DAMIEN CARRICK: Now, in the area of copyright, have there been any cases involving the Internet?

PAMELA MOREY-NASE: Well, again, there have been, both here and in America. One of the early cases that everybody who is talking about the Internet refers to, is a case that involved Playboy. A Playboy centrefold was posted on to a bulletin board and the operator of the bulletin board was in fact found liable for the publication of that material in the same way that an owner of a photocopy machine would be found liable for authorising copies that are made using that machine.

DAMIEN CARRICK: And have there been any cases in Australia?

PAMELA MOREY-NASE: Well, there have, and in fact recently there's been a case relating to what is known as shareware, and this is the first case that there's been either here or in the States or anywhere else as far as I'm aware.

Shareware is really a method of marketing software which is a try-before-you-buy method of selling. Now, in the past, shareware really relied on the honesty of the users. At the end of 30 days they either paid the money if they were honest, or if they were dishonest, they didn't pay the money and they kept using the software. More recently, people have been putting timelocks onto shareware software, so that at the end of 30 days, if you don't pay the money, your access is denied.

Trumpet Software is an Australian company and a perfect example of one of the really innovative writers of software in this country, who are writing software that is becoming a world leader in its field, and there are a number of them. This was a man in Tasmania who was a psychology lecturer, I think, at the University of Tasmania for a number of years, and he then, in his spare time, wrote this software program which was called Trumpet Windsock and is a communication program that assists people connect to the Internet.

Now, the issue in this particular case involved Aus E-mail, which is an Internet service provider, who the Trumpet Windsock was offered as shareware. Aus E-mail made copies of the software and distributed it with a computer magazine, saying to people in effect, 'Here's the shareware software; use it for 30 days and then buy it if you like it' and not only that, they amended the software so that if you did buy it, you automatically connected to the Internet through Aus E-mail.

[Text-to-region grounding data]
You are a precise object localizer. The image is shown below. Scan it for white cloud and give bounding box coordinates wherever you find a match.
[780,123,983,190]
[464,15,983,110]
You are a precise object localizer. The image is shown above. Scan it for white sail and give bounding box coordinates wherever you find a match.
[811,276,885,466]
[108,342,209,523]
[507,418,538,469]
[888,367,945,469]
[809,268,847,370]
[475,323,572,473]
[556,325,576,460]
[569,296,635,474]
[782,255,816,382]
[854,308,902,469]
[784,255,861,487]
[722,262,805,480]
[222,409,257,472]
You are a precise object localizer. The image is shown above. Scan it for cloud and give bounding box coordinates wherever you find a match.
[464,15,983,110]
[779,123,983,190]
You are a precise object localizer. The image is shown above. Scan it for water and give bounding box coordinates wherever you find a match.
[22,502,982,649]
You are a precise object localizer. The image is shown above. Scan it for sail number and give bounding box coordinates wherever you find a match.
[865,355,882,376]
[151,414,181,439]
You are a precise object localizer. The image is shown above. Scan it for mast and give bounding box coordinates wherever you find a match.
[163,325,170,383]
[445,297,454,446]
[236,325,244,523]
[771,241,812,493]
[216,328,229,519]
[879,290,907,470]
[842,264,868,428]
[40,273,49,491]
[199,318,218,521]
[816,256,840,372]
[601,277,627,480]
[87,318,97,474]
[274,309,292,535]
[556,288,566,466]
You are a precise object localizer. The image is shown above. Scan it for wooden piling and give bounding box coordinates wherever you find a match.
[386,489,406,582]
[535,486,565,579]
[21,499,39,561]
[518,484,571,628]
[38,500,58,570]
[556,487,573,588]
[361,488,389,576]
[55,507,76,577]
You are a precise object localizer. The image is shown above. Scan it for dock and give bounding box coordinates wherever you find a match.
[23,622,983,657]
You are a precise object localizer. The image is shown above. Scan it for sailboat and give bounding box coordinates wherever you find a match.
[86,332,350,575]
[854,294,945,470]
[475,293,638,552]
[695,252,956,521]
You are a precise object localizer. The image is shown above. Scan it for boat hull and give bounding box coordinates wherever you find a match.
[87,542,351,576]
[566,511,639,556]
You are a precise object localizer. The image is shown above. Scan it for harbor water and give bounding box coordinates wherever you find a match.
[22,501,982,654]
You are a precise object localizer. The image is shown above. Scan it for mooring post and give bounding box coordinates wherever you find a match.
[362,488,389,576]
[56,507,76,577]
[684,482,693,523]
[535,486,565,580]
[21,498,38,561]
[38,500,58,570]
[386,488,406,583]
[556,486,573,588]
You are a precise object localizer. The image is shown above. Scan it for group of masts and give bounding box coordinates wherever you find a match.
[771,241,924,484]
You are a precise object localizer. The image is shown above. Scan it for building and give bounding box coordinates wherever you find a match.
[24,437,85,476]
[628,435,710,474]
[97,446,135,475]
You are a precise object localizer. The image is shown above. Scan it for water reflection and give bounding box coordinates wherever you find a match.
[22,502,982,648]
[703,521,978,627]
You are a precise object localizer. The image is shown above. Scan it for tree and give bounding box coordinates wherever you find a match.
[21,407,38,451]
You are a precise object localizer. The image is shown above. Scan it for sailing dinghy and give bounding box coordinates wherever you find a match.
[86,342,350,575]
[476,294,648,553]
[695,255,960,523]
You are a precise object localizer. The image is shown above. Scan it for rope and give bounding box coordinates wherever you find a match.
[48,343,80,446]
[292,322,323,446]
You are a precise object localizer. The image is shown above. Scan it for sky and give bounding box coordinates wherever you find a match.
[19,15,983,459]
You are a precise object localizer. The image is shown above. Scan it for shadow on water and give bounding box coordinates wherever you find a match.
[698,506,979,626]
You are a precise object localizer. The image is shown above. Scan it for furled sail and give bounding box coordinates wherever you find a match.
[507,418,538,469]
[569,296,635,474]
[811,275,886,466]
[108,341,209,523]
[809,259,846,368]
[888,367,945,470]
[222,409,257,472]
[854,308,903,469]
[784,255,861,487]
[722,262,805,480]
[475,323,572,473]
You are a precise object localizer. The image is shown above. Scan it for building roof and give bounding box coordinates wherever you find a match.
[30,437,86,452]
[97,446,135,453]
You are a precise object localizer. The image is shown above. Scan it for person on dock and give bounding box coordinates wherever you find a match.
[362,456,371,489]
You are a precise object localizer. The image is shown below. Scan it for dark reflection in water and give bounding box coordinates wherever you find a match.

__Task 1__.
Answer these questions from the copyright interview:
(a) In the Playboy case, who was found liable for publishing the centrefold?
(b) With a timelock, after how many days is access denied if the user hasn't paid?
(c) What was the program written by the Tasmanian man called?
__Task 2__. Render this sentence from the copyright interview in Spanish: "Shareware is really a method of marketing software which is a try-before-you-buy method of selling."
__Task 3__. Please carry the copyright interview on from the point where it stops.

__Exercise output 1__.
(a) The operator of the bulletin board.
(b) 30 days.
(c) Trumpet Windsock.

__Exercise output 2__. El shareware es en realidad un método de comercializar software que consiste en un sistema de venta de "pruebe antes de comprar".

__Exercise output 3__.
Now, the real issue in the case was whether Aus E-mail had the permission of Trumpet to do what it did and the court found that it didn't, because the owner of Trumpet was only prepared to permit Aus E-mail to distribute the software provided it had a timelock on it, and at that time it didn't because he hadn't perfected the timelock.

DAMIEN CARRICK: So this company was found to have breached the copyright owned by Trumpetware.

PAMELA MOREY-NASE: That's exactly right, because they had, without the licence of the copyright owner, they had made copies and distributed copies of the software. But although it's the first case relating to copyright and shareware, it's a case that's very much dependent on its facts, and it really turned on the fact that they did not have the authority of the copyright owner to do what they did.

DAMIEN CARRICK: And Pamela Morey-Nase, does that also apply in the artistic world as well as the business world? Are there issues concerning breach of copyright on the Internet for literary works and also for artistic works?

PAMELA MOREY-NASE: Absolutely. The principles are exactly the same, and in fact the potential for infringing copyright of literary works and artistic works, is greater than it's ever been. With digitisation you can make perfect copies instantaneously and transmit them all around the world. So the scope for infringement and the difficulty of detection is really on a scale it's never been before. So for creators of copyright material, it really is an enormous issue.

DAMIEN CARRICK: Pamela Morey-Nase there, on how intellectual property law is playing catch-up with new technology.